Ce modèle néolibéral est en place à l’heure actuelle presque partout au niveau planétaire. Les conséquences à l’échelle mondiale sont visibles partout :

  • inégalité croissante dans la distribution des richesses avec un transfert de richesses des populations pauvres vers les populations riches ;
  • diminution de l’accessibilité à l’enseignement, aux soins de santé, au logement, mais aussi à l’eau, la nourriture, le travail, à des degrés divers dépendant de la zone du monde où l’on se trouve.

En Belgique, nous subissons des politiques qui vont dans le même sens et qui produisent des délocalisations d’entreprises et des licenciements massifs, pour des motifs purement économiques. Nous sommes confrontés à une augmentation du travail précaire (intérim, augmentation des cadences, insécurité d’emploi, surqualification) et une diminution du travail non qualifié. Les pouvoirs politiques sont par ailleurs de plus en plus soumis aux dictats des organismes non élus comme l’Organisation Mondiale du Commerce(4) , dont les normes fixent les moyens d’action des gouvernements, en dehors de tout contrôle démocratique.

Cela mène à une diminution de la protection des états vis-à-vis de leurs citoyens.

Parallèlement, on transfère la responsabilité de tout ce qui pose problème des pouvoirs politiques ou pouvoirs des entreprises vers les individus, qu’on oblige à travailler dans des conditions précaires, à trouver un emploi… alors que la pollution industrielle, les cadences inhumaines, l’insécurité d’emploi, les licenciements, les fraudes de grande envergure sont peu incriminés. En Belgique, il y a des aspects qui restent du ressort de l’état. En matière de santé, le système de sécurité sociale, bien que devenu insuffisant, reste un pilier de la solidarité. Il nous semble en danger dans la mesure où des propositions de scission communautaire se font entendre, avec des arguments clairement exprimés de désolidarisation et un risque évident de privatisation.

TÂCHE 1 -> Dans le texte sur le modèle néolibéral, quel organisme non élu est donné en exemple ?
TÂCHE 2 -> Reprenez le passage du texte sur le modèle néolibéral commençant à « Parallèlement, on transfère » et finissant à « évident de privatisation. », en y remplaçant « pollution industrielle » par « pollution chimique ».
Les entrées qui suivent proviennent d'une autre source.

Données recueillies
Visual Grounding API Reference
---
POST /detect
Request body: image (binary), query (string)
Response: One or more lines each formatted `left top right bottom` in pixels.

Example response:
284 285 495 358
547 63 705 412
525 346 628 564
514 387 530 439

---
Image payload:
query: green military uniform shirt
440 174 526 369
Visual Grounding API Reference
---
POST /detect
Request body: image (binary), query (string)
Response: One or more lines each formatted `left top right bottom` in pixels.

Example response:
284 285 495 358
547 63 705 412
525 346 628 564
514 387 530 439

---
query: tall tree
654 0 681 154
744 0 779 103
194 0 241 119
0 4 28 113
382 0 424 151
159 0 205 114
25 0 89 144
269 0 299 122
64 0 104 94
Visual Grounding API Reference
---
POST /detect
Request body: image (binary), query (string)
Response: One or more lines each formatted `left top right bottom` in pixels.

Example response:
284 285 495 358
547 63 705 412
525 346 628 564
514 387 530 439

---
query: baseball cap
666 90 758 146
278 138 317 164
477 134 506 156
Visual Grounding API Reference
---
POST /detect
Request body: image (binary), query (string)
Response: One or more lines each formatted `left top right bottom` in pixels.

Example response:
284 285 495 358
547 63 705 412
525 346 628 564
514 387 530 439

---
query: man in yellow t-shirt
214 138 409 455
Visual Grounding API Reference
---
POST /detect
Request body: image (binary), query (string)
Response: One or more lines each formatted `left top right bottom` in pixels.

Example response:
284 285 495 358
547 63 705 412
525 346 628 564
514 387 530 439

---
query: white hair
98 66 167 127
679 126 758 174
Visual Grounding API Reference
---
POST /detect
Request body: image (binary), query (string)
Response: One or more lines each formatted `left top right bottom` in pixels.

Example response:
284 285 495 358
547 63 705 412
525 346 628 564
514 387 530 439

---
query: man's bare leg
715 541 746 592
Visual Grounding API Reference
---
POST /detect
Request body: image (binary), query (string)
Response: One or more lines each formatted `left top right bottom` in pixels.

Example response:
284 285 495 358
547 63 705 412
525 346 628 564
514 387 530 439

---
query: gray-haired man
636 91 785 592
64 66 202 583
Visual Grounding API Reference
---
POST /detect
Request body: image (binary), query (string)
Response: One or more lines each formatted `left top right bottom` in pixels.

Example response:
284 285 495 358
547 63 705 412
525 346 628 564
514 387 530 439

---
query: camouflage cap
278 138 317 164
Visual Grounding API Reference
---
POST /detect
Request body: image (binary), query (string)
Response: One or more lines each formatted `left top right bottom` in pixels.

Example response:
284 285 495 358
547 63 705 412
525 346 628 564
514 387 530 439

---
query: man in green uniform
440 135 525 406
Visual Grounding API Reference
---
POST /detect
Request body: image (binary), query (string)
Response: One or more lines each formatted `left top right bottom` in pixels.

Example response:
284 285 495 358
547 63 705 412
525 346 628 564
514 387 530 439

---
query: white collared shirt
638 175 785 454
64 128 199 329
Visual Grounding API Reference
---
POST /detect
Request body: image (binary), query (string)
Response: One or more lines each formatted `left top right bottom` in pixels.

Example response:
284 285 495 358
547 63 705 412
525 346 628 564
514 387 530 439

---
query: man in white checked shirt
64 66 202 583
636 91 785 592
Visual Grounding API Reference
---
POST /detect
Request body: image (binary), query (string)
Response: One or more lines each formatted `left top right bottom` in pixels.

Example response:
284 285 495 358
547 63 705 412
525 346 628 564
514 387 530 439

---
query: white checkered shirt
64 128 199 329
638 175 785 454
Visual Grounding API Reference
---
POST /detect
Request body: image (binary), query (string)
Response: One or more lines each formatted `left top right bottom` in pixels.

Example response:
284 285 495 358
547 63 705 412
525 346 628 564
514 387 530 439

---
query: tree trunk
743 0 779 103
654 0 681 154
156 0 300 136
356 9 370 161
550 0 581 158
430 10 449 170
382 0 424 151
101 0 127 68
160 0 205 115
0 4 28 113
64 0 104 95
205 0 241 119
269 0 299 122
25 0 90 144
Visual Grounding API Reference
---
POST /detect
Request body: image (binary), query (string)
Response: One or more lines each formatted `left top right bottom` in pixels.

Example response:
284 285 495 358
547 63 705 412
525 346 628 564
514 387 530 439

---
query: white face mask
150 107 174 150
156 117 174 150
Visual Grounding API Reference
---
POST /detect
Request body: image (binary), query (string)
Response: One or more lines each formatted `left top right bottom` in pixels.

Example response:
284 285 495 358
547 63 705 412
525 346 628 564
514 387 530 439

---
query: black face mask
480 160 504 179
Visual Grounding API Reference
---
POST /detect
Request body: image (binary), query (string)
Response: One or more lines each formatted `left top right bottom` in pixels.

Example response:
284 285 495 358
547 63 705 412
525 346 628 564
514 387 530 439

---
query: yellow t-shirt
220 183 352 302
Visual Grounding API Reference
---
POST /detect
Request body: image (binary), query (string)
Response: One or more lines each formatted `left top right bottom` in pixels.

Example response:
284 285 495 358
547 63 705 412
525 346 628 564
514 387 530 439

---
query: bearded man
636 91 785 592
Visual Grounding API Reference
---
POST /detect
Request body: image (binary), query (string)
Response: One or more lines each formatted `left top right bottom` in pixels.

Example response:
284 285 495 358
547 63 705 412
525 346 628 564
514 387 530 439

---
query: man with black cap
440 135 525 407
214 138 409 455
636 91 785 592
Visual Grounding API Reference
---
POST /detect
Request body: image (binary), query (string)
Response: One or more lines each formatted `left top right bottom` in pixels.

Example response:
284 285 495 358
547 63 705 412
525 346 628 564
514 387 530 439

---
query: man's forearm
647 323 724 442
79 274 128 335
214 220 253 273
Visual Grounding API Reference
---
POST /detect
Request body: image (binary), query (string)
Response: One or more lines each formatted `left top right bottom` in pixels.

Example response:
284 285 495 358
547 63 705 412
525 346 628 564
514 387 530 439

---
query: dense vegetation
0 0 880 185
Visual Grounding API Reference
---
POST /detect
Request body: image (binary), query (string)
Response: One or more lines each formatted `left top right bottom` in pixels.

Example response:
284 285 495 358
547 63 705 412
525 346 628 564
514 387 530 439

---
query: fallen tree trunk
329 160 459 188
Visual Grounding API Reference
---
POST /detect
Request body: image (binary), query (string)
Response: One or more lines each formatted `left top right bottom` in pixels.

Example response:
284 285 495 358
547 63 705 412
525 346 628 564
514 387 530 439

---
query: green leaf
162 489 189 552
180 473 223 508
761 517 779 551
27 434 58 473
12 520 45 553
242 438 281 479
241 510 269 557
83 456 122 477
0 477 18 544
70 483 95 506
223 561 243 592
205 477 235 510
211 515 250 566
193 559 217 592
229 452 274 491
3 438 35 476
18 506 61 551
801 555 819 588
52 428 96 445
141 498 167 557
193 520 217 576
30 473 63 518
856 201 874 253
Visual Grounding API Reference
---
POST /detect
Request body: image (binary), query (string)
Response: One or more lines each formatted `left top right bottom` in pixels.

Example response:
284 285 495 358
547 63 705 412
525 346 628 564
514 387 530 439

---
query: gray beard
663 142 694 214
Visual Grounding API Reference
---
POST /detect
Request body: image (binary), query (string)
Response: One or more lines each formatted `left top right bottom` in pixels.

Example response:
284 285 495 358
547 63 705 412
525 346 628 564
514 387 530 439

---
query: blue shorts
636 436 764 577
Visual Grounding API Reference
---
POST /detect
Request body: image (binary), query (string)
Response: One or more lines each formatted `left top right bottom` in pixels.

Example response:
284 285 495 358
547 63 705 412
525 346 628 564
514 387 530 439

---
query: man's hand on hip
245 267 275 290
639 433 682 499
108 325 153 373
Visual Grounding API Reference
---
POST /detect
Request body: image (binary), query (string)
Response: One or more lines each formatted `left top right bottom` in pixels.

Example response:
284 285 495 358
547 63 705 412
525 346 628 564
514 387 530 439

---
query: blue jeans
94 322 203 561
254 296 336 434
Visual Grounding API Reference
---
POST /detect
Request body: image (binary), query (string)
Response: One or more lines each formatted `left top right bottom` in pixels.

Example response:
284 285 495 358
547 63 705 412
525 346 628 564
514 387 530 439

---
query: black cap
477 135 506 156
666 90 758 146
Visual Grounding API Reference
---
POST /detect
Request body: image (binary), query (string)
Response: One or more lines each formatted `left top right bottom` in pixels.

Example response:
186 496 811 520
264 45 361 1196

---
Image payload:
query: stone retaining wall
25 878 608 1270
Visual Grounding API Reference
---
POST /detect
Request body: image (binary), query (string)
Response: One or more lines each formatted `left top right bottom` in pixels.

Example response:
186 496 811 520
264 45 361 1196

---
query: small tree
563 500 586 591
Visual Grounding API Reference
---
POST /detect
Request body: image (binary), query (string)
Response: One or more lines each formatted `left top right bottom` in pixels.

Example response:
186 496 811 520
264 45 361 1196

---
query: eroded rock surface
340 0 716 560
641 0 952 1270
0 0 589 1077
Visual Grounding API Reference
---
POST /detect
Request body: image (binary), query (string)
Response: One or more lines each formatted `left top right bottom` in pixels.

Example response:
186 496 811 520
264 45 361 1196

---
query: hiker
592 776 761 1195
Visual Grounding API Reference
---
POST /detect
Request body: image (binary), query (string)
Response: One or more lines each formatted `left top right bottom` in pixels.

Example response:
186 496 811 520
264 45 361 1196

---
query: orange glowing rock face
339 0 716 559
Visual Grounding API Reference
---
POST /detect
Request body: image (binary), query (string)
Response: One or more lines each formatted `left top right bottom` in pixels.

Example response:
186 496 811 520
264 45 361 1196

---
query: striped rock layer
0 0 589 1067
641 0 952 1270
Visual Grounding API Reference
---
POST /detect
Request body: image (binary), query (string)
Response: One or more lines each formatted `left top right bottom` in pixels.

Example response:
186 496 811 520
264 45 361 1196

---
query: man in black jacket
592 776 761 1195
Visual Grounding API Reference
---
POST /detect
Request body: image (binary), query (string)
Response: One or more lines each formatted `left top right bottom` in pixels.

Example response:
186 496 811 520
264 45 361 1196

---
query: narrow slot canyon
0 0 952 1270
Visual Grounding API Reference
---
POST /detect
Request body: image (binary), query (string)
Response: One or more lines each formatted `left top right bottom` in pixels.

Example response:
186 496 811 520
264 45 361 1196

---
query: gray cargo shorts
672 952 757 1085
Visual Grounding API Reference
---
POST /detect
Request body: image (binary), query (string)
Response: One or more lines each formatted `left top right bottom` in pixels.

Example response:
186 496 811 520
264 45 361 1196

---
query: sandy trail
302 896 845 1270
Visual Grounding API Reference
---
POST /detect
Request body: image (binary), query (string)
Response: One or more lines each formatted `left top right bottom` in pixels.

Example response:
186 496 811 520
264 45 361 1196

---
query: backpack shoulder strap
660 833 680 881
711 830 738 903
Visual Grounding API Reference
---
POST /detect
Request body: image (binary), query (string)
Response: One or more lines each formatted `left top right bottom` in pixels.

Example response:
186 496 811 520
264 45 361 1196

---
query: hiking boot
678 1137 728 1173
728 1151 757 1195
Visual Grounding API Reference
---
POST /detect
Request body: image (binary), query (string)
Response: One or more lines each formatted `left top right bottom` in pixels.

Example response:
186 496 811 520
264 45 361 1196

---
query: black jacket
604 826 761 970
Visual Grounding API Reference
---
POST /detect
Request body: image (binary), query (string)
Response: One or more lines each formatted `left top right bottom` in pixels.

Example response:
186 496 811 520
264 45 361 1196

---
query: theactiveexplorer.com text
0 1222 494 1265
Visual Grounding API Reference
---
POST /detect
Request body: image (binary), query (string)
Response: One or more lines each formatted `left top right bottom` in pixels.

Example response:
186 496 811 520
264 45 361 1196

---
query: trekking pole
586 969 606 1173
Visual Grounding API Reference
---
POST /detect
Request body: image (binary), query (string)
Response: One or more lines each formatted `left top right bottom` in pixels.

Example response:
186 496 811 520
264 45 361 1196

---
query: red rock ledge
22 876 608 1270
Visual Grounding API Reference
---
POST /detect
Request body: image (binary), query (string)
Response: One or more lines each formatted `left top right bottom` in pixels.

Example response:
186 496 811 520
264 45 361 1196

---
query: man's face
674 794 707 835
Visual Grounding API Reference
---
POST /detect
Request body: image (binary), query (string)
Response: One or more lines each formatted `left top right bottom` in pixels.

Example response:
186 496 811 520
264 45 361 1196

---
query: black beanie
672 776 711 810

RÉPONSE FINALE 1 -> L'Organisation Mondiale du Commerce.

RÉPONSE FINALE 2 ->
Parallèlement, on transfère la responsabilité de tout ce qui pose problème des pouvoirs politiques ou pouvoirs des entreprises vers les individus, qu’on oblige à travailler dans des conditions précaires, à trouver un emploi… alors que la pollution chimique, les cadences inhumaines, l’insécurité d’emploi, les licenciements, les fraudes de grande envergure sont peu incriminés. En Belgique, il y a des aspects qui restent du ressort de l’état. En matière de santé, le système de sécurité sociale, bien que devenu insuffisant, reste un pilier de la solidarité. Il nous semble en danger dans la mesure où des propositions de scission communautaire se font entendre, avec des arguments clairement exprimés de désolidarisation et un risque évident de privatisation.